> **Short exercise A**: Transcribe word for word the part of the passage on Carrara marble between "While prospects for" and "will be left.", inclusive.

> **Passage provided**:
Marble has been extracted in this valley for more than two thousand years. It has been used to build notable monuments and buildings in Italy and all over the world, from ancient Rome and Michelangelo’s sculptures to more recently the Marble Arch in London and the Akshardham in Delhi.

Up to the last century Carrara was flourishing. One hundred years ago the city was the heart of marble carving and could claim a famous academy for sculptors. It was one of the first cities in Europe to have electricity, it was rich of industries, services and even wineries for the people employed in the marble business. Following its independent nature, it became the cradle of Italian Anarchism. Then things changed. The privatization of the mountains and the capitalist-globalized context brought in the business many international companies (and the Bin Laden family as well) and moved the manufacturing away from the valley to China and other destinations. The revenues of the quarries stopped to be redistributed in the valley. The number of miners dropped to few thousands due to the use of new machines. Maybe what changed most was the idea of the world and society. Today the old railway and the factories still stand as imposing ruins in the landscape of this run down peripheral city.

While prospects for the future seem to shrink, the past is constantly growing. I came to Carrara thinking of it as a metaphor for the Italian decadence and crumbling of our glorious past. The marble that was used to decorate our cities and to celebrate our power and richness now is shipped to New York City, to the Arab Emirates, to Russia, to China and wherever the power has placed itself. The marble is aggressively removed by these beautiful mountains that have changed dramatically their shape due to human intervention: the people of Carrara live in a white cradle that they are steadily and cruelly destroying until nothing will be left.

> **Short exercise B**: Render the lines of the records as a numbered list, leaving out blank lines, from the first line of the records through the line holding "[743,462,781,487]", inclusive.

Dataset excerpt
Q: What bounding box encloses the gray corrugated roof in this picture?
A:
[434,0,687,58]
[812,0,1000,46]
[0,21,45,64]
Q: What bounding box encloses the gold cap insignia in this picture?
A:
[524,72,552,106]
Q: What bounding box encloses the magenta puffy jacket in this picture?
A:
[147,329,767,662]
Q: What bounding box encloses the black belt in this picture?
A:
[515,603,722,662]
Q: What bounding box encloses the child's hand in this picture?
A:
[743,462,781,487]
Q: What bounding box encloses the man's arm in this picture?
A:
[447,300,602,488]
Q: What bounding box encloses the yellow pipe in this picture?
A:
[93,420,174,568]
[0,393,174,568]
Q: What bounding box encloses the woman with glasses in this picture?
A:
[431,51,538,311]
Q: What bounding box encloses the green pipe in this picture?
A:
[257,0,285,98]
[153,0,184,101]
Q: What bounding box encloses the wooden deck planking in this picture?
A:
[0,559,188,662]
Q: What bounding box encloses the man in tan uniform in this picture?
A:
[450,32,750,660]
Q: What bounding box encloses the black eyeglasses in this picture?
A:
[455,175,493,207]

> **Complete answer A**:
While prospects for the future seem to shrink, the past is constantly growing. I came to Carrara thinking of it as a metaphor for the Italian decadence and crumbling of our glorious past. The marble that was used to decorate our cities and to celebrate our power and richness now is shipped to New York City, to the Arab Emirates, to Russia, to China and wherever the power has placed itself. The marble is aggressively removed by these beautiful mountains that have changed dramatically their shape due to human intervention: the people of Carrara live in a white cradle that they are steadily and cruelly destroying until nothing will be left.

> **Complete answer B**:
1. Q: What bounding box encloses the gray corrugated roof in this picture?
2. A:
3. [434,0,687,58]
4. [812,0,1000,46]
5. [0,21,45,64]
6. Q: What bounding box encloses the gold cap insignia in this picture?
7. A:
8. [524,72,552,106]
9. Q: What bounding box encloses the magenta puffy jacket in this picture?
10. A:
11. [147,329,767,662]
12. Q: What bounding box encloses the black belt in this picture?
13. A:
14. [515,603,722,662]
15. Q: What bounding box encloses the child's hand in this picture?
16. A:
17. [743,462,781,487]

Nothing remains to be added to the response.